### TAREFAS:
[1] Traduza para inglês a frase "Nota-se, no entanto, uma diminuição em relação aos anos anteriores.", retirada do texto sobre as mulheres assassinadas em Portugal.
[2] Dê seguimento ao texto sobre as mulheres assassinadas em Portugal, escrevendo a partir da última frase apresentada.

Dezoito mulheres assassinadas em Portugal desde janeiro

por Cristina Sambado - RTP
Kim Kyung Hoon - Reuters

Entre 1 de janeiro e 20 de novembro, 18 mulheres foram assassinadas e 23 foram vítimas de tentativa de homicídio. Nota-se, no entanto, uma diminuição em relação aos anos anteriores. Nos últimos 14 anos, mais de 470 mulheres morreram na sequência de violência doméstica, segundo dados do relatório preliminar do Observatório das Mulheres Assassinadas.

“É o terceiro ano que registamos uma diminuição na incidência de femicídio (…) congratulamo-nos com o facto e achamos que é uma evolução muito positiva, mas ainda é cedo para falarmos de uma tendência”, avançou à Lusa a diretora da área de violência da União de Mulheres Alternativas e Resposta, Elisabete Brasil.

O relatório do Observatório das Mulheres Assassinadas (OMA) realça que “ao longo de 14 anos é o primeiro ano em que o OMA registou 18 assassinatos de mulheres em relações de intimidade e familiares próximos (…) se bem que este resultado seja ainda insuficiente para que possamos falar de uma tendência, esta diminuição é de congratular”.

“De qualquer forma, temos 18 mulheres assassinadas e é sempre muito, nem que fosse uma era sempre muito”, lastimou Elisabete Brasil. As relações de intimidade, presentes e passadas, representam 72 por cento dos femicídios noticiados.

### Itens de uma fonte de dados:

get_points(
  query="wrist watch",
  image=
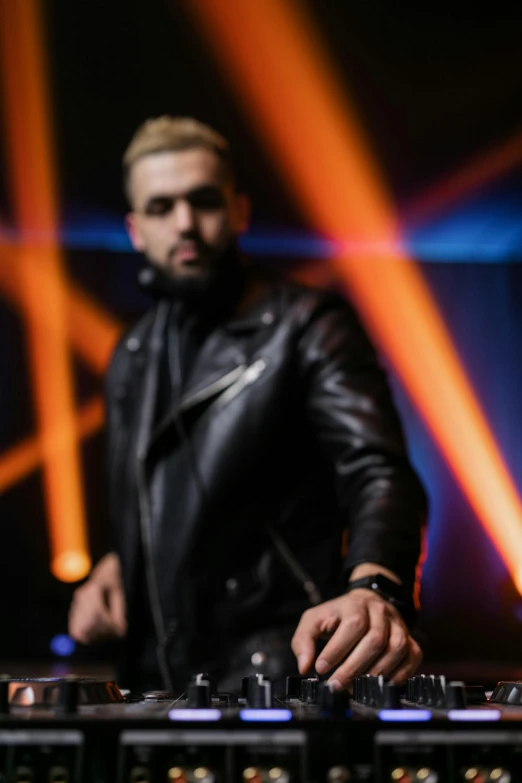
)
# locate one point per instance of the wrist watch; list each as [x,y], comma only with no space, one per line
[395,594]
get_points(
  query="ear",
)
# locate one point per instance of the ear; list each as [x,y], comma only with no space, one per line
[243,211]
[133,230]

### RESPOSTAS FINAIS:
[1] However, there is a noticeable decrease compared with previous years.

[2]
Segundo o relatório, “o femicídio na sua forma tentada e consumada surge na maioria das vezes, como o culminar de uma escalada de violência perpetrada no seio de uma relação de intimidade, vivências relacionais que assentam numa lógica de poder e controlo estrutural que mantém as mulheres cativas em relações que as vitimaram de forma inesquecível ou que culminaram nas suas mortes”.

Das 18 mulheres assassinadas em 2017, 9 mantinham uma relação de intimidade com o homicida, quatro já se tinham separado, ou mesmo obtido o divórcio.

Três mulheres foram assassinadas por ascendentes diretos e duas por outros familiares.

O grupo etário que registou mais femicídios foi o das vítimas com idades entre os 54 e 64 anos de idade (45 por cento, o que correspondeu a oito mulheres). Segue-se a faixa etária entre os 36 e os 50 anos, que representaram 33 por cento, e das mulheres com idades superiores a 65 anos, com 22 por cento do total das situações.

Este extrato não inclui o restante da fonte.